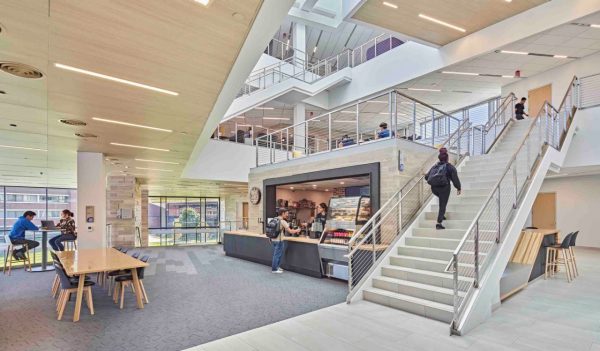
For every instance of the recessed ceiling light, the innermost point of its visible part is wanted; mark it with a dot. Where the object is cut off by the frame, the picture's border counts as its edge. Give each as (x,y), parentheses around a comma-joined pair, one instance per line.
(514,52)
(130,124)
(157,161)
(435,20)
(155,169)
(424,89)
(114,79)
(140,147)
(461,73)
(22,148)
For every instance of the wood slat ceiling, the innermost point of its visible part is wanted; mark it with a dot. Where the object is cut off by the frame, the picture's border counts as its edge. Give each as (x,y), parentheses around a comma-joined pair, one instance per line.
(177,45)
(468,14)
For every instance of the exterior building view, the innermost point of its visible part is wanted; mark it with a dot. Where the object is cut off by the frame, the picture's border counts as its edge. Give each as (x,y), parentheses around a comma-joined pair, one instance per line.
(299,175)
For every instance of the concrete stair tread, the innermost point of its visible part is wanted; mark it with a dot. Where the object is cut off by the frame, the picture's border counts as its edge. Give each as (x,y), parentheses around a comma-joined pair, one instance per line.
(435,288)
(408,298)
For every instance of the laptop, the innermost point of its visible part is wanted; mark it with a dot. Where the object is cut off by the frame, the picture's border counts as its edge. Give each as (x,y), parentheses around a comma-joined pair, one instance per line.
(49,225)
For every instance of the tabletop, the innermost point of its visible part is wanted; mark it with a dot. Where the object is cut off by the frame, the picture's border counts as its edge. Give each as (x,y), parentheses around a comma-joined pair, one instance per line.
(85,261)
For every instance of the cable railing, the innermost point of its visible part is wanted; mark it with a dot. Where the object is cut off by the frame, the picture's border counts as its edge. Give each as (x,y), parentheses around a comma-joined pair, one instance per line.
(471,259)
(296,64)
(356,124)
(378,236)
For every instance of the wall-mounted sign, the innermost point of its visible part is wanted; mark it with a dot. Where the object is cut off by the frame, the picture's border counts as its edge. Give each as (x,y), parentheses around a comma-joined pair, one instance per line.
(254,195)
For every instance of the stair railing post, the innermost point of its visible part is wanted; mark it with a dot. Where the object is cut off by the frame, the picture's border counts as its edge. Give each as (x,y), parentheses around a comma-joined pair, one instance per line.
(476,258)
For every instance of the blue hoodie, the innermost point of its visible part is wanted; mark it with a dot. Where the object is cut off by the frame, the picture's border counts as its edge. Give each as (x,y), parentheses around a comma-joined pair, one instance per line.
(20,226)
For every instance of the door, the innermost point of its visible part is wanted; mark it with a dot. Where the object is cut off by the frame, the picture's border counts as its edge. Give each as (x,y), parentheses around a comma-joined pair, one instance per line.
(245,215)
(543,214)
(536,98)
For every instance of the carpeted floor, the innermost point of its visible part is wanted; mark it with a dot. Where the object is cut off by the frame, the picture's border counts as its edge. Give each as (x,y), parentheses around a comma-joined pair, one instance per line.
(197,294)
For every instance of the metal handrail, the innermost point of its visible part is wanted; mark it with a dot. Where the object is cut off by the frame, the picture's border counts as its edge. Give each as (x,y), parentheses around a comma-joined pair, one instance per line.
(452,265)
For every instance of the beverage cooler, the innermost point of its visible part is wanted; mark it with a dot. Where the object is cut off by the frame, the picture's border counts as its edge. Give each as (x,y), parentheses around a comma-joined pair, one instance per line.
(345,217)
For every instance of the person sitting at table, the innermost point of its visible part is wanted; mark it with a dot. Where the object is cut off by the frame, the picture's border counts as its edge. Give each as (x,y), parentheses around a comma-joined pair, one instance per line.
(17,234)
(67,231)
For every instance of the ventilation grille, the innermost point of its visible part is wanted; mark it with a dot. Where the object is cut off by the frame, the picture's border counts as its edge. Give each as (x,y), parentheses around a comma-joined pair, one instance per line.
(86,135)
(20,70)
(73,122)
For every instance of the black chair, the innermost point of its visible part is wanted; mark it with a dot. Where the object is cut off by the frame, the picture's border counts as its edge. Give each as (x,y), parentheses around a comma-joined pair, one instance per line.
(573,242)
(68,287)
(122,281)
(553,261)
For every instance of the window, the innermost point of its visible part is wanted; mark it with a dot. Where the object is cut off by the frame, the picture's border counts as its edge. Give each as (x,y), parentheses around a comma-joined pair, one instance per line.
(183,212)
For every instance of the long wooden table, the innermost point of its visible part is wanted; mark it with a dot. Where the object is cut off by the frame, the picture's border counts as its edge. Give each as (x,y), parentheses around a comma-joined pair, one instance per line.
(87,261)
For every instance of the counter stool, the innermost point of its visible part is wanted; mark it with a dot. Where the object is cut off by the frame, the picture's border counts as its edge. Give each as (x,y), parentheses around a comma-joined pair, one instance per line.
(553,259)
(10,248)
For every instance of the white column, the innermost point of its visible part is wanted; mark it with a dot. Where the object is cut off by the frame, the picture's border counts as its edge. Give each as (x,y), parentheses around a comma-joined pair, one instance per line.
(299,43)
(91,195)
(300,130)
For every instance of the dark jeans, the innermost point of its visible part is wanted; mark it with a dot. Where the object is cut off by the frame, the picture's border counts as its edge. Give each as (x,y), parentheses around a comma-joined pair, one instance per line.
(30,244)
(56,242)
(443,193)
(278,249)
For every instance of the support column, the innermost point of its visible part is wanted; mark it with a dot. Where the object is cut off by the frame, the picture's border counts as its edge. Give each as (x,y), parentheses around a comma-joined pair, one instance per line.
(300,130)
(299,44)
(91,196)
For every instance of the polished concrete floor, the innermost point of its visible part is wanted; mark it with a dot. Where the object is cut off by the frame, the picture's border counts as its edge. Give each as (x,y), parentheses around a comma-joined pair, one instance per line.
(548,315)
(197,294)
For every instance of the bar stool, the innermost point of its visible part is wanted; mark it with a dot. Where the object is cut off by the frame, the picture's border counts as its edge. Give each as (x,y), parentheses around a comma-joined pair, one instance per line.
(553,259)
(9,254)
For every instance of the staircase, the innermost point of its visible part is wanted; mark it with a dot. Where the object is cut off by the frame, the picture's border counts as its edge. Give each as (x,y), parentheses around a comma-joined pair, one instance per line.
(451,275)
(415,279)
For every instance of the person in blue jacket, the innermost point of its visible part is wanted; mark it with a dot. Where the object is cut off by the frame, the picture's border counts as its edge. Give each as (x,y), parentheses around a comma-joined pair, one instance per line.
(17,234)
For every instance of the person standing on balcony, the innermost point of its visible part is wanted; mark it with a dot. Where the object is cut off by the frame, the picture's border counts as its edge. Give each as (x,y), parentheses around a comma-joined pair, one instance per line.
(17,234)
(520,109)
(439,177)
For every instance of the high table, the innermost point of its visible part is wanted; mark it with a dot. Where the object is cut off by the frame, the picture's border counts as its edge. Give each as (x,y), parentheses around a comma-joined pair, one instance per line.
(87,261)
(44,267)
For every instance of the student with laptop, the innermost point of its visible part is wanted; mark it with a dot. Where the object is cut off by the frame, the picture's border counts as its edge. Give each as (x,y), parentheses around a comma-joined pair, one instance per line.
(67,229)
(17,234)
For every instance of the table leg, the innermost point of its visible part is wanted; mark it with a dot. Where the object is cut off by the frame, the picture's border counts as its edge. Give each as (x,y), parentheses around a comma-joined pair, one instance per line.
(79,298)
(138,289)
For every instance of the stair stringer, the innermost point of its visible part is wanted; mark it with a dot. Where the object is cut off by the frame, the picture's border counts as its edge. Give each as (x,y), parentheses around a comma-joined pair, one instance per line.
(487,297)
(400,241)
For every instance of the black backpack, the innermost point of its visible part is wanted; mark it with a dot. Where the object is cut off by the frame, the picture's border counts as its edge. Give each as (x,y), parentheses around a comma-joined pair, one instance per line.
(273,228)
(438,175)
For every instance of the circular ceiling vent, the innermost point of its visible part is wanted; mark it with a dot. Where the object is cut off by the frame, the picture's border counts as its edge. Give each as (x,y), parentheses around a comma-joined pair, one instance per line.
(86,135)
(21,70)
(73,122)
_ _ _ _ _ _ _
* _WHAT THE EXERCISE ASKS_: Beginning at the line containing "For every instance of the circular", output exactly each line up to and including the last line of the material above.

* _TASK ANSWER_:
For every instance of the circular ceiling vent, the innermost point of its visible part is wanted; mark it with a dot. Where the object is cut off by the frame, the picture's border counts as its edge. Give each as (x,y), parentheses around a comma-joined pair, one instance per line.
(86,135)
(21,70)
(73,122)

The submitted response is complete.